- [Input for this task]:
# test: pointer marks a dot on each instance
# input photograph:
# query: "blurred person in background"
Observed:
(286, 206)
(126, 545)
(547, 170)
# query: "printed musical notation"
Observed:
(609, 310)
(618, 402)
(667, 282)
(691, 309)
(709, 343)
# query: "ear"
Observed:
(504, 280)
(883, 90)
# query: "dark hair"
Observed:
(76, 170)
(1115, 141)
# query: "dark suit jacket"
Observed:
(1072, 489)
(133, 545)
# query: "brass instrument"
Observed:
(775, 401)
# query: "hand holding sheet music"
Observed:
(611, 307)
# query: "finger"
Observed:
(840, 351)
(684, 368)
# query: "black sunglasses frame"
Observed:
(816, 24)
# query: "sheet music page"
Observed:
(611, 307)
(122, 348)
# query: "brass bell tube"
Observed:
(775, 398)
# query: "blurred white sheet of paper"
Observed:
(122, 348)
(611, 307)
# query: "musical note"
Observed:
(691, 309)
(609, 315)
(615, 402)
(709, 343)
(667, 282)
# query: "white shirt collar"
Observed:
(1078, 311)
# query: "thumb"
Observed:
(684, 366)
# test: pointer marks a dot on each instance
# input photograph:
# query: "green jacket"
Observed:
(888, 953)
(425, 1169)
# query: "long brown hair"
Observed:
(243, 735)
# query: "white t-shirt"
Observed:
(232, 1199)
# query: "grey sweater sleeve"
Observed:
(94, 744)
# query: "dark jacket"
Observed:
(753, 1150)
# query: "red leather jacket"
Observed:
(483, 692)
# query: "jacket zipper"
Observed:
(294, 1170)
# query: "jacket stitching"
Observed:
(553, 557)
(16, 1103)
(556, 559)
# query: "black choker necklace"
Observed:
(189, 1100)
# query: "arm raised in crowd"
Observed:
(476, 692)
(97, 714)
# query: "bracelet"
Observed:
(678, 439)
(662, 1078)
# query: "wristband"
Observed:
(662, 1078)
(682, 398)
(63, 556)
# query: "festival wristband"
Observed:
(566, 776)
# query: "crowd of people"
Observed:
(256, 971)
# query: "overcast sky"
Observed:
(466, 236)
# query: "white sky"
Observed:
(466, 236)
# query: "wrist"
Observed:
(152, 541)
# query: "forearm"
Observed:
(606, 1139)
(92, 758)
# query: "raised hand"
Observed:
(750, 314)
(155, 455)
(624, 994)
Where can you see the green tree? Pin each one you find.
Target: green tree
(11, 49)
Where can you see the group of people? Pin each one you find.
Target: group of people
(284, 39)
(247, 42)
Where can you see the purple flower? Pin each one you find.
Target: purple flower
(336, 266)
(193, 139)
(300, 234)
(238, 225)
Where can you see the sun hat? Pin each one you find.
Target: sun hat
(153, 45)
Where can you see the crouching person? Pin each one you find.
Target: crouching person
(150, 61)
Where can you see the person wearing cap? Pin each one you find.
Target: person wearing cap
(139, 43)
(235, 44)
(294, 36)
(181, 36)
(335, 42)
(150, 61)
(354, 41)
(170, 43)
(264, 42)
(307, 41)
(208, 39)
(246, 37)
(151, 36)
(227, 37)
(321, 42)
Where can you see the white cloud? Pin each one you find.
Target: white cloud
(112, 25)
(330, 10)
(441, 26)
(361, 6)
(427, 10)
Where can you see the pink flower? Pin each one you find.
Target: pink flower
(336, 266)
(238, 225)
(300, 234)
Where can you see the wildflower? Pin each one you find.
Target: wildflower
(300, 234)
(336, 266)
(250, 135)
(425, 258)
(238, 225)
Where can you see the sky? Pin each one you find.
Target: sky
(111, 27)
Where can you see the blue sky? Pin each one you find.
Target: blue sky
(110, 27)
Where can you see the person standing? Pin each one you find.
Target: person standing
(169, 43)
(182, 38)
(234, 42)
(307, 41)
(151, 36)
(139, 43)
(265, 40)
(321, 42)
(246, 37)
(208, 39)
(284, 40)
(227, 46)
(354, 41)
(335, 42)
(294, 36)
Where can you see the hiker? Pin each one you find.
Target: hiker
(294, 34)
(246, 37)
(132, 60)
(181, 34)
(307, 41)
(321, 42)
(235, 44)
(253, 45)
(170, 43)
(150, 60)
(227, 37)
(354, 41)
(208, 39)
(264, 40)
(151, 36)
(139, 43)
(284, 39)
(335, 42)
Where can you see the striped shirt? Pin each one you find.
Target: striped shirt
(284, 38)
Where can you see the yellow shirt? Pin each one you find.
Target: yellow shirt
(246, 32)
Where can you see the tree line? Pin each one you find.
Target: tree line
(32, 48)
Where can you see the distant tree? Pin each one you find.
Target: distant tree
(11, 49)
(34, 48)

- [Instructions to follow]: Take from the listing above each line that contains the string "crowd".

- [Exercise solution]:
# query: "arm raised in crowd"
# query: "crowd of people"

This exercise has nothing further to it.